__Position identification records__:
◆ ◆ ◆

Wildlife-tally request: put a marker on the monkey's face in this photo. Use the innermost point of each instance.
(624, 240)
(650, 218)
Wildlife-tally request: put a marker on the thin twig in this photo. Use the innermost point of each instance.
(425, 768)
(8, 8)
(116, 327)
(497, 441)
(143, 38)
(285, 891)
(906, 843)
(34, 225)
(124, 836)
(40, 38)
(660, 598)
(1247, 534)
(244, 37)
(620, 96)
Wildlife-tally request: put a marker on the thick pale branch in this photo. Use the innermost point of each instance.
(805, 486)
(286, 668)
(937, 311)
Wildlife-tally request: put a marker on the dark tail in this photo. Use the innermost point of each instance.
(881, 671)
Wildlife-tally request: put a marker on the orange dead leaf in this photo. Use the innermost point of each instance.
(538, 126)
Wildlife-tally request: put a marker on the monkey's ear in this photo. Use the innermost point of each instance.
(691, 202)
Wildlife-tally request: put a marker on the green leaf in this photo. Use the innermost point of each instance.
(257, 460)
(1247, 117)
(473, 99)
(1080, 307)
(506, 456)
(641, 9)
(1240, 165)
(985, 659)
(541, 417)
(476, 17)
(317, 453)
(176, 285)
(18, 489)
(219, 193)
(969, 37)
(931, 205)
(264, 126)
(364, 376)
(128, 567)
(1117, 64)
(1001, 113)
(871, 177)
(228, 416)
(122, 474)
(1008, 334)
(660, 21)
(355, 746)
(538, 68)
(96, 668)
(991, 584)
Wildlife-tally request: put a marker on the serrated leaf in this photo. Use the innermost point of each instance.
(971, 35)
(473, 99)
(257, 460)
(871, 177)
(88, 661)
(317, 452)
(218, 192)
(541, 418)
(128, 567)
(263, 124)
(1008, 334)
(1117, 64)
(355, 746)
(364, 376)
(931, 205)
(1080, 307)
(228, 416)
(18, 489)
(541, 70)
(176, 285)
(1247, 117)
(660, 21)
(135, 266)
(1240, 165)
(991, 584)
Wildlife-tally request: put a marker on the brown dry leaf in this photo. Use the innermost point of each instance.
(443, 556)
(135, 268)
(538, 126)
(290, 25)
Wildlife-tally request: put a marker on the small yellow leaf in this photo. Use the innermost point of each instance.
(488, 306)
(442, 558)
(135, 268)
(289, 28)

◆ ◆ ◆

Update the records above by changing every "put a marker on" to "place a point on" and keeping everything else as it is.

Wildlife-tally request: place a point on the monkey's face in this photo. Use the innermost point of each instance.
(624, 240)
(650, 218)
Wildlife-tally request: place a point on the thin twig in this photo. Use the innermost point of each instance.
(425, 768)
(8, 8)
(116, 327)
(497, 441)
(143, 38)
(285, 891)
(906, 843)
(34, 225)
(124, 836)
(40, 38)
(660, 598)
(1247, 534)
(244, 37)
(620, 96)
Wildlife-tally request: place a point on the thick pale branch in this photo. Use the innermost point of each instance.
(805, 486)
(286, 668)
(937, 311)
Wildlife-tally request: place a point on the dark tail in this photo. Use the innermost point of each instance.
(881, 671)
Wildlife-tally request: place a point on the orange dead leaf in this photo. Use the innermost point of each instance.
(538, 126)
Wildlife-tally request: place a point on the monkey's ear in this photo. Use the innermost point of each instance.
(691, 202)
Wildlife-tally request: place a point on the green leaf in this photo. Use the innermost point of each instance.
(257, 460)
(1247, 117)
(473, 99)
(1080, 307)
(506, 456)
(641, 9)
(1240, 165)
(985, 659)
(541, 417)
(476, 17)
(317, 453)
(176, 285)
(18, 489)
(219, 193)
(969, 37)
(931, 205)
(264, 126)
(364, 376)
(128, 567)
(1117, 64)
(1001, 113)
(871, 177)
(228, 416)
(122, 474)
(1008, 334)
(660, 21)
(355, 746)
(538, 68)
(96, 668)
(991, 584)
Wildlife-tally request: place a point on the serrated leaf in this photo. Use the innermost point of each instance.
(971, 35)
(473, 99)
(257, 460)
(871, 177)
(88, 661)
(317, 452)
(218, 192)
(541, 418)
(128, 567)
(263, 124)
(1008, 334)
(1117, 64)
(355, 746)
(364, 376)
(931, 205)
(1080, 307)
(228, 416)
(18, 489)
(541, 70)
(176, 285)
(1247, 117)
(660, 21)
(135, 266)
(1240, 165)
(991, 584)
Wildlife-tally request: place a point on the brown dry leaf in this photo. Use the innermost point of each instance.
(443, 556)
(135, 268)
(538, 126)
(290, 25)
Wildlife-tally request: place a point on the small yellow leaf in this photo. Use the innermost point of each instance.
(488, 306)
(442, 558)
(135, 268)
(289, 28)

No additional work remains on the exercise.